## TEXT SHOWN
2.2 The benefits of micro-trenching and the need for fibre optic infrastructure are best summed up in the CoT’s own aforesaid policy document which, inter alia, records the following:
“One of the major challenges that urban municipalities face is the cutting of the existing roads and pavements to install utility lines such as waste water sewers, water mains, electrical cables and conducts. Once a cut is made, it should be backfilled with new, appropriate material, resulting in a patched surface on the pavement. In the telecommunication industry, the number of internet users has grown considerably over the past 20 years. The internet has become an ubiquitous source of both information and entertainment, resulting in a major surge in bandwidth requirements. Since the data transmission capacity of fibre-optic cables is higher than that of the existing copper telecommunications infrastructure, the provision of fibre optic networks has become essential to appease users’ growing internet demands … . The Roads and Transport Department has determined that for specific applications, micro-trenching is an innovative deployment technique that is generally cheaper, less disruptive and quicker than conventional dig techniques and less disruptive of traffic and it requires less extensive restoration work. Hence the department decided to authorize micro trenching as an alternative to conventional trenching in residential streets for supplying fibre to residential properties and high-density residential developments”.
2.3 As already stated in the introduction, at the time that the above policy was implemented on 13 October 2020, Metrofibre had been the holder of a wayleave which authorized it to install fire optic cables in the designated areas by way of conventional trenching. It continued to do so by way of its appointed contractor, the third respondent, Afritel. This wayleave expires on Saturday 26 June 2021. For this reason, the CoT addressed a letter to Metrofibre on 15 October 2020 in the following terms:
“All fibre-to-the-home wayleave applications that were not approved on 11 September 2020 must be changed to Micro Trench application. CoT Wayleave Service Coordinators will assist with the changes and try to make it as seamless as possible. Wayleave applications that were approved before 11 September 2020 can also be changed to Micro Trench application and you are strongly urged to consider it …”.
2.4 On 5 February 2021 the CoT granted the applicant a wayleave for the installation of fibre optic cables by way of micro trenching in substantially the same areas as the wayleave granted to Metrofibre. The wayleave granted to the applicant expires on 28 February 2022.
[3] The current disputes
3.1 The above factual situation brought about by the CoT resulted in a position which has been summed up by counsel appearing for the applicant in written heads of argument as follows:
“The result of the above factual matrix is that as matters stand, there are two wayleaves for the same area, one held by the second respondent authorizing it to continue with the outdated conventional trenching methods in contravention of the Trenching Policing Framework and another wayleave issued to the applicant, authorizing it to do micro-trenching which methodology is consistent with the new Trenching Policy Framework”. The summary is correct, except that the use of the word “contravention” is perhaps putting it too strong, “contrary to” might be more appropriate. Although the policy expresses a preference for micro trenching, it does not create a prohibition of conventional trenching.
3.2 The further consequence of the above and the existing trenching policy, is the fact that there must only be one “trencher” per street. The clash of interests (if not actually a clash of trenching teams) was inevitable.

Contour annotation records
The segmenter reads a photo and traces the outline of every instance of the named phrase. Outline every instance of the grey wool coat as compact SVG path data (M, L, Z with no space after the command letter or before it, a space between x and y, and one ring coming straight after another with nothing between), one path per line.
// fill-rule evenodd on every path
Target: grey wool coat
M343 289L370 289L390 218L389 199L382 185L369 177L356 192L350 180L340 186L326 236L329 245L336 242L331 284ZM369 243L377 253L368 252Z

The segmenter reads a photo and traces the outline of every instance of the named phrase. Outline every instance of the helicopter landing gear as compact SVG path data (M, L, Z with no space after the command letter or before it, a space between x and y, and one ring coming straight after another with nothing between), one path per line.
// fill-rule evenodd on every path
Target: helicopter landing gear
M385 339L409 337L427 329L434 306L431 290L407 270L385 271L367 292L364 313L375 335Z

## EXERCISE REQUIREMENTS
**a.** Using the text on micro-trenching and fibre optic wayleaves, answer the following:
(i) On what date was the trenching policy implemented?
(ii) When does the wayleave granted to the applicant expire?
(iii) Under the existing trenching policy, how many "trenchers" may there be per street?
**b.** Resume the text on the micro-trenching wayleave dispute, carrying it on from its final sentence.

## RESULTS FOR THE EXERCISE
**a.**
(i) 13 October 2020
(ii) 28 February 2022
(iii) Only one

**b.**
3.3 As a result of the above, the applicant and Metrofibre held a meeting with the CoT Wayleave Department on 24 March 2021 in an attempt to resolve the issue. An impasse was reached. Metrofibre refused to relinquish any of its acquired rights or to convert to a micro-trenching system. The applicant also complained, supported by photo evidence, about the damages caused by Metrofibre (or Afritel). The CoT remained supine and did not resolve either of the issues.
3.4 The meeting was following up by a letter form the applicant, requesting the CoT to investigate the circumstances leading to the approval of Metrofibre’s wayleave.
3.5 On the papers before the court, CoT still did nothing. Although cited as principal respondent, it neither opposed the relief nor did it furnish the court with its views of the matter, be it by way of an affidavit or appearance in any manner.
3.6 So far the history and current situation.
[4] The relief sought by the applicant:
4.1 In its notice of motion, apart from issues relating to urgency and costs, the applicant claims the following relief:
“2. That the first respondent be and is hereby ordered and directed to review and cancel the Wayleave for conventional trenching awarded by it on the 17th of June 2020 to the Second Defendant under Ref No WL 1920 – 0429 …. for being inconsistent with the First Respondent’s Trenching Policy dated the 13th October 2020.
3. That pending the cancellation of Wayleave Ref No WL 1920 – 0429 as prayed for above, the Second Respondent be and is hereby interdicted and restrained from continuing with illegal conventional trenching …”.
4.2 From the papers it is clear that the wayleave granted to Metrofibre was validly granted. At the time that it was granted, the new policy was not yet in existence. The allegations of possible impropriety expressed in correspondence which preceeded the application were not pursued in litigation and neither was it relied on as grounds for review. The review sought in prayer 2 of the applicant’s notice of motion against a validly granted wayleave can therefore not succeed.
4.3 The applicant’s complaint is rather that, when the Trenching Policy was promulgated, it should not only have proclaimed that micro-trenching would be the preferred method, but that conventional trenching would be prohibited and outlawed. This was however not done. The issue is also not that simple as there may be circumstances where micro trenching would not be possible or appropriate and more conventional methods may be the only option. There was, however, no such challenge raised against the policy, not at the time, nor in the current relief sought.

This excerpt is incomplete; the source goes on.